## The data

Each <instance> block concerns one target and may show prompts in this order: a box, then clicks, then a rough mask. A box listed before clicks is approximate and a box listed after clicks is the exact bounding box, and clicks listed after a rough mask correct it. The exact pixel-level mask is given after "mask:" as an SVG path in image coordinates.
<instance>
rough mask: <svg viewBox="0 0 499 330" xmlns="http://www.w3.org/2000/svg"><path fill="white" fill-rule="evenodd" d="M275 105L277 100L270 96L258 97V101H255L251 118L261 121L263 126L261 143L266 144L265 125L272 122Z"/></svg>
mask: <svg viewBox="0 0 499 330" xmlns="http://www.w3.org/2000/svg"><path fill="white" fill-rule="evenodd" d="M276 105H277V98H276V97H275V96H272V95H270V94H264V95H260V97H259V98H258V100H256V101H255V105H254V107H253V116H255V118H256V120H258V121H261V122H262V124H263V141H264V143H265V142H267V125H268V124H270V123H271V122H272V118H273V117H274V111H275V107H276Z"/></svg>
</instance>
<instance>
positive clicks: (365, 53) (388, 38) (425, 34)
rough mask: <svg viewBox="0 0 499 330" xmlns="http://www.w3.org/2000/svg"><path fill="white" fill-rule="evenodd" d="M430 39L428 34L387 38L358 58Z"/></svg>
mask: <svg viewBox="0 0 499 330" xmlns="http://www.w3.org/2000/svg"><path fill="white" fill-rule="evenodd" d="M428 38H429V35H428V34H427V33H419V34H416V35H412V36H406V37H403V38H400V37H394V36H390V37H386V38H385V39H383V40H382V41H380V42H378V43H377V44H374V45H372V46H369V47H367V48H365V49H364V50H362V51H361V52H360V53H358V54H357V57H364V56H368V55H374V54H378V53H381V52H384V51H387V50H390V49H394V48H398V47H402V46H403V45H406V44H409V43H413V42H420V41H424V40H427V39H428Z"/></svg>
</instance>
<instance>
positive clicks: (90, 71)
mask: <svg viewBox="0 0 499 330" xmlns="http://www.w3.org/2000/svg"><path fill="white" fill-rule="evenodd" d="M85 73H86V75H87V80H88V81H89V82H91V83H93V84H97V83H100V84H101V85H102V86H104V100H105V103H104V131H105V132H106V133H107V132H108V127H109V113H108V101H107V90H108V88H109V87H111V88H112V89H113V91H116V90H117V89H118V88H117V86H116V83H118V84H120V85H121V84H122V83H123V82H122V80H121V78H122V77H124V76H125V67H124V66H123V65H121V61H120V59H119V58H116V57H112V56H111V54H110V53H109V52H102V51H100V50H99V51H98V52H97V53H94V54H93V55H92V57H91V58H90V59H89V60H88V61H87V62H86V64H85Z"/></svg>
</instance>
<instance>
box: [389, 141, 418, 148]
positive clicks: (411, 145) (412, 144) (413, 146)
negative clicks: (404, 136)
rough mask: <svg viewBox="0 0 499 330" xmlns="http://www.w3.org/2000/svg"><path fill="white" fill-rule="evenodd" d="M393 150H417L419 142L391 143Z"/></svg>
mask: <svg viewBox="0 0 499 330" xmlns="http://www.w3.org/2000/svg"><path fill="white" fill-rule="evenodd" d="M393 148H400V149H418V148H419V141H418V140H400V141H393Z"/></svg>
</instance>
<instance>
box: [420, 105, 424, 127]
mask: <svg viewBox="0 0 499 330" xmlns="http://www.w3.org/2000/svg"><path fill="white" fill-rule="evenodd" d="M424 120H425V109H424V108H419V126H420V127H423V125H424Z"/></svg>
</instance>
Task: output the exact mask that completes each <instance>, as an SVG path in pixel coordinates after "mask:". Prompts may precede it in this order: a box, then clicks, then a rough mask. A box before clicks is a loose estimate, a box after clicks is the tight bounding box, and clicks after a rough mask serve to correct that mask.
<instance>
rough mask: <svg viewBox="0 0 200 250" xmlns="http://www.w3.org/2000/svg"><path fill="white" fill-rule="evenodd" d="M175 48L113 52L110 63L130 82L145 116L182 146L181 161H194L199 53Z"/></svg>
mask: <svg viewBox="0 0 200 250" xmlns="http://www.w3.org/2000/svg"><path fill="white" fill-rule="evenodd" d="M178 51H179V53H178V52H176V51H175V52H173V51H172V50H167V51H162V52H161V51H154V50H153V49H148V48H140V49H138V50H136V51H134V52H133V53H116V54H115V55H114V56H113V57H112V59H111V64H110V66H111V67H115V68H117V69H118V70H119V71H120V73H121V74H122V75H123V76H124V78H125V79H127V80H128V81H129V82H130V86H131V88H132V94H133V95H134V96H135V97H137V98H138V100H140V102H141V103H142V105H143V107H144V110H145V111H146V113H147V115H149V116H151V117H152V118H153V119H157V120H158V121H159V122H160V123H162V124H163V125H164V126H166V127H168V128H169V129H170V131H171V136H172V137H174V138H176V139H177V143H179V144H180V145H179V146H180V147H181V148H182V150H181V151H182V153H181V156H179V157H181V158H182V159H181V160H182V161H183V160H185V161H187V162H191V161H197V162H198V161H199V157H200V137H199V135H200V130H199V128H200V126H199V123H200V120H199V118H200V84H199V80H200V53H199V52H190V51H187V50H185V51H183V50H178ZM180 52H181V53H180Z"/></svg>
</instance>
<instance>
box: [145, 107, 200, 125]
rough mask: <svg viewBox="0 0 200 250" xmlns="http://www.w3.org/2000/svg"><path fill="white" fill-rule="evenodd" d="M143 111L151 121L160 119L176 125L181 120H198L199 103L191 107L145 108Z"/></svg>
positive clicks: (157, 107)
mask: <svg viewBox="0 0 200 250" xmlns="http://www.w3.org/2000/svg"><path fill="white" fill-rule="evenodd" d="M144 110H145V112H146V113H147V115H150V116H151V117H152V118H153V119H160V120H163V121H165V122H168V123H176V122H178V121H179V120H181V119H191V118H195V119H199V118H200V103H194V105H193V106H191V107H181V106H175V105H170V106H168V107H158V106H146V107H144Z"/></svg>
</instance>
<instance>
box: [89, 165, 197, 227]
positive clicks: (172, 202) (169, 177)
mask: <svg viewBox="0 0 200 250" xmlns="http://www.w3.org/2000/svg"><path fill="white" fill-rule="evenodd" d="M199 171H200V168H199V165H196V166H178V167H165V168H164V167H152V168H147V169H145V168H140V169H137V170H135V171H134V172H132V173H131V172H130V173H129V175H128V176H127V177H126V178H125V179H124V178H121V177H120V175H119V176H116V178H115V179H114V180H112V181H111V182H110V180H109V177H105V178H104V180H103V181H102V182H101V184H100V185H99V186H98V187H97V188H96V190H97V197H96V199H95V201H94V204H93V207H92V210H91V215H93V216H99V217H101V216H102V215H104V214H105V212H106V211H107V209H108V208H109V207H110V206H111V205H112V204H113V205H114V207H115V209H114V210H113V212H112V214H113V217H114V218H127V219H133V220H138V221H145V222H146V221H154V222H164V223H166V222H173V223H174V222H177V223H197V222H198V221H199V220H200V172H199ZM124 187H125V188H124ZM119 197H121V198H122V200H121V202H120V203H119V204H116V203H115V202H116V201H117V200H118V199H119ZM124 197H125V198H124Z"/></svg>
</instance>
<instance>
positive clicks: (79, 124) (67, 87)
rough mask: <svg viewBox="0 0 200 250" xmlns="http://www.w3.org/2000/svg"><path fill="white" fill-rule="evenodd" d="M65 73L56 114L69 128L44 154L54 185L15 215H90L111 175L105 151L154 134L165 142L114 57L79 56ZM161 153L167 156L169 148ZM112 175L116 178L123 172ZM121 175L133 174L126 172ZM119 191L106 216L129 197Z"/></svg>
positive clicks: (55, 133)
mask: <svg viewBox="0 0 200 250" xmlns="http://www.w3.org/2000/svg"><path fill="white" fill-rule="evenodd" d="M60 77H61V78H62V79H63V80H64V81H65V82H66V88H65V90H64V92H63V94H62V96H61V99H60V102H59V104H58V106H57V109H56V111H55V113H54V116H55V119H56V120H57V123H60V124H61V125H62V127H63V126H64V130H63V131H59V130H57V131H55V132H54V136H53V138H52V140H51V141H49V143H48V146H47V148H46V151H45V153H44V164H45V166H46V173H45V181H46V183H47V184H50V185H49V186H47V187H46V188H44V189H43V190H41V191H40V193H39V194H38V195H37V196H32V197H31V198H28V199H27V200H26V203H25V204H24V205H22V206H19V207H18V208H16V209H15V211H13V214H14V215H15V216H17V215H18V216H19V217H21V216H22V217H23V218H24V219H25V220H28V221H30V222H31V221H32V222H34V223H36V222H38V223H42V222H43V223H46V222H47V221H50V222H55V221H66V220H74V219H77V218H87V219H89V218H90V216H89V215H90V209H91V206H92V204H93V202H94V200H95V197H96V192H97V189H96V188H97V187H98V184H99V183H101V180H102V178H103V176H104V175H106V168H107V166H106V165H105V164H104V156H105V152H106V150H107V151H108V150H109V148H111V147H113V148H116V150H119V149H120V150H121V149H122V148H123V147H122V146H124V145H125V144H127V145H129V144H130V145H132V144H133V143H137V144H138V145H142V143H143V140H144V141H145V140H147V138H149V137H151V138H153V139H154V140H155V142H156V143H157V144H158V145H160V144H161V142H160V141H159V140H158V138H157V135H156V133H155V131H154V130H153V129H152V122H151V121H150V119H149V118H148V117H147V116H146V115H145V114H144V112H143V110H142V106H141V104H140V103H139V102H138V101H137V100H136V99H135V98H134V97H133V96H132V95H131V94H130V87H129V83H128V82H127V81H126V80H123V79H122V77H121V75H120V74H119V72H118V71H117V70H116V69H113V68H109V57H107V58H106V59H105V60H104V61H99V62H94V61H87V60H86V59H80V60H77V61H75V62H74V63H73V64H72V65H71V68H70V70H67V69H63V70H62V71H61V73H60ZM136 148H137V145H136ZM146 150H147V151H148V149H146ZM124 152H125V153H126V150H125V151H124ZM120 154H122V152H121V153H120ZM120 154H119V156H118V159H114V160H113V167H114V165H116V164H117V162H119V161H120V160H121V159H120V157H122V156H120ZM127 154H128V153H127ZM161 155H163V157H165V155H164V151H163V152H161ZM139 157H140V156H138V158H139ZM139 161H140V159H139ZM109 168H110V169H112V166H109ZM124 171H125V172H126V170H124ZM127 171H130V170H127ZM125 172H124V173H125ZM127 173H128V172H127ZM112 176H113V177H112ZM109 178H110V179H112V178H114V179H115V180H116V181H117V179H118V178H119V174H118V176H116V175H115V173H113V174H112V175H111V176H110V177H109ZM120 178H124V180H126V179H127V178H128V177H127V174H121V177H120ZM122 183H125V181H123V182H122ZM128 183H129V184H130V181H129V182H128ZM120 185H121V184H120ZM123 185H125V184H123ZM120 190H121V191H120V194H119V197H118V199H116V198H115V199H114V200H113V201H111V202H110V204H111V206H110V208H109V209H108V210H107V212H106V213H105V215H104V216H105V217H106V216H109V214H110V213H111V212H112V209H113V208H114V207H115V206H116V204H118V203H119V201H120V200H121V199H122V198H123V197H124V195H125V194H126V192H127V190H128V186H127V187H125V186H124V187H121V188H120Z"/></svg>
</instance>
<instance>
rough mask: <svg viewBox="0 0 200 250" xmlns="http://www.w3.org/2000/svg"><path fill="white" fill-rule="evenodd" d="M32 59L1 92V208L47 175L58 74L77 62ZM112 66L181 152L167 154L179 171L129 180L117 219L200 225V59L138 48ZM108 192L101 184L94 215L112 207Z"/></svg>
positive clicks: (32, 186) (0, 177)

## What the task requires
How many lines in the entries above contain the string "positive", with case counting? Give only the number.

## Reply to the task
8